--- Begin ---
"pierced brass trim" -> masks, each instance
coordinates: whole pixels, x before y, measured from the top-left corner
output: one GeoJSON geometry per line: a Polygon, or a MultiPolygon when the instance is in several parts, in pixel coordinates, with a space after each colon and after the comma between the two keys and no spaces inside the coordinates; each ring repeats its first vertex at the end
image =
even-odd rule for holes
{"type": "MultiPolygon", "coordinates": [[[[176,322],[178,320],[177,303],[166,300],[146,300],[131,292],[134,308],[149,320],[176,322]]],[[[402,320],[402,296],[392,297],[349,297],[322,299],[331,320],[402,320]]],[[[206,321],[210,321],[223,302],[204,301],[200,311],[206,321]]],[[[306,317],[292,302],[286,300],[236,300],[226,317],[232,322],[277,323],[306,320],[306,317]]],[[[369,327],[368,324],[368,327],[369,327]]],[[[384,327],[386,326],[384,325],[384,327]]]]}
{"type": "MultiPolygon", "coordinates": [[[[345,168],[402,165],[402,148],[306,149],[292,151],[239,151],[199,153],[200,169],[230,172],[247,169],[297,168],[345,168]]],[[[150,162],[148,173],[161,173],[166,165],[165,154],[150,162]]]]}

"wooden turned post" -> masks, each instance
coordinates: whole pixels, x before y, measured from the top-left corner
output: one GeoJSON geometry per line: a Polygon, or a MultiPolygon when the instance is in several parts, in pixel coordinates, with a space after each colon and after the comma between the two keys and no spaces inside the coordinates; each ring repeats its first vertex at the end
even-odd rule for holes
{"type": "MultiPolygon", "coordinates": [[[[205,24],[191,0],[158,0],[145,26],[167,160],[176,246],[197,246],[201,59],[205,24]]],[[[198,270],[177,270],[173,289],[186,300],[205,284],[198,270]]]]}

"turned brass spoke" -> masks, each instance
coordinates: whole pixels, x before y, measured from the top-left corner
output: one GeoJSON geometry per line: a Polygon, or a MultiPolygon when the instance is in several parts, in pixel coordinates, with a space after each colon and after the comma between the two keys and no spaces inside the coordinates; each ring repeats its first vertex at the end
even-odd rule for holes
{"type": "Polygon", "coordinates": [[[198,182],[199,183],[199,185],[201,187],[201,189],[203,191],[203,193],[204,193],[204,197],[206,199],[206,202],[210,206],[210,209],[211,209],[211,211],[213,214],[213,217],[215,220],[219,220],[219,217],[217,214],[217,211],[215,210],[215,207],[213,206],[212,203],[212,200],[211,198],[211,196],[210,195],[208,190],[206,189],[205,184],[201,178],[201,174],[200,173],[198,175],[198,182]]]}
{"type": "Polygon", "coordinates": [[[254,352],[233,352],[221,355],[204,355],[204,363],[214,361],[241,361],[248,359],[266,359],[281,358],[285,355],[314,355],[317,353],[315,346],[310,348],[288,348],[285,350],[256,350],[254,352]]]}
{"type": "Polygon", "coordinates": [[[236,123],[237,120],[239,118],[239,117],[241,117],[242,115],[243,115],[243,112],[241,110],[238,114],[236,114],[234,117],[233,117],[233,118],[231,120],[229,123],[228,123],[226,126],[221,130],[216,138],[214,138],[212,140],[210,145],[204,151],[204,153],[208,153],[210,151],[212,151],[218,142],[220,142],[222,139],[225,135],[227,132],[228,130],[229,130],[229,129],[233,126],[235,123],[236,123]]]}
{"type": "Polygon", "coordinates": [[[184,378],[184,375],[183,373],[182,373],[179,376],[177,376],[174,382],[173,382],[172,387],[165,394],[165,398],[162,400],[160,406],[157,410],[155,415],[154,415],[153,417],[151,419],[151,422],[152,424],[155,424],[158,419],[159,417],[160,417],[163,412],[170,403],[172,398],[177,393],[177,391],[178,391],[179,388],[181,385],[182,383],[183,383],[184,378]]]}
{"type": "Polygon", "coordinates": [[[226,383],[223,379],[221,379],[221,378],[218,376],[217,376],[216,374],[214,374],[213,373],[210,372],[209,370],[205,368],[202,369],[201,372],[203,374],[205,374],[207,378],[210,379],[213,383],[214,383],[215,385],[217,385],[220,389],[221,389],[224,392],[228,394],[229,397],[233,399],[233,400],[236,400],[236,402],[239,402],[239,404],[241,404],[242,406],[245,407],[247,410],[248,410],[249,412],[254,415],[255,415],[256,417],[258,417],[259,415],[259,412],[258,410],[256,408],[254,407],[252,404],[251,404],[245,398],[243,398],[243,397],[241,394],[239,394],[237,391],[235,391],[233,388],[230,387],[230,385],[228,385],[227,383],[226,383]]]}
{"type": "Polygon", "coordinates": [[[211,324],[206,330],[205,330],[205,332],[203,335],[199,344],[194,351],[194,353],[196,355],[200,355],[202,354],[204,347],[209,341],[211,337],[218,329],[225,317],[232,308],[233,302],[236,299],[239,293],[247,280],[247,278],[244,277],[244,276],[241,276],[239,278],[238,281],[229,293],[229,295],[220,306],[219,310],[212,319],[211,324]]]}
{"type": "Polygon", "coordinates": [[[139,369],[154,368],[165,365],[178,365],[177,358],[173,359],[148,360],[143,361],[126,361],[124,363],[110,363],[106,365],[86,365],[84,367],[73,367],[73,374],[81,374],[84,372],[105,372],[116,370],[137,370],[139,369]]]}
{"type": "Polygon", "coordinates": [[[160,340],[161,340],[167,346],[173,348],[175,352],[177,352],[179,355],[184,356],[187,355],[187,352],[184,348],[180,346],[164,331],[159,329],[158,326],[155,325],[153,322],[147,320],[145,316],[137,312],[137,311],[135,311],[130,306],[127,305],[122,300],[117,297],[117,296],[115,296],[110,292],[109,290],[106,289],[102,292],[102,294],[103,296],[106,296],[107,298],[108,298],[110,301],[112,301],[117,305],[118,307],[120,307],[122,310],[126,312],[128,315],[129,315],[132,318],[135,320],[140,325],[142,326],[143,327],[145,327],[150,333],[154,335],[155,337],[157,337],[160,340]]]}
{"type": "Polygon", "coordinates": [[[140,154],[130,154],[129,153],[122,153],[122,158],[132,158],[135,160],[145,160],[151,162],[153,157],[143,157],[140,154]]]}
--- End ---
**WORK INSTRUCTIONS:** List each line of the listing above that contains the word "turned". Case counts.

**FINAL ANSWER:**
"wooden turned post" -> masks, each instance
"turned brass spoke" -> masks, each instance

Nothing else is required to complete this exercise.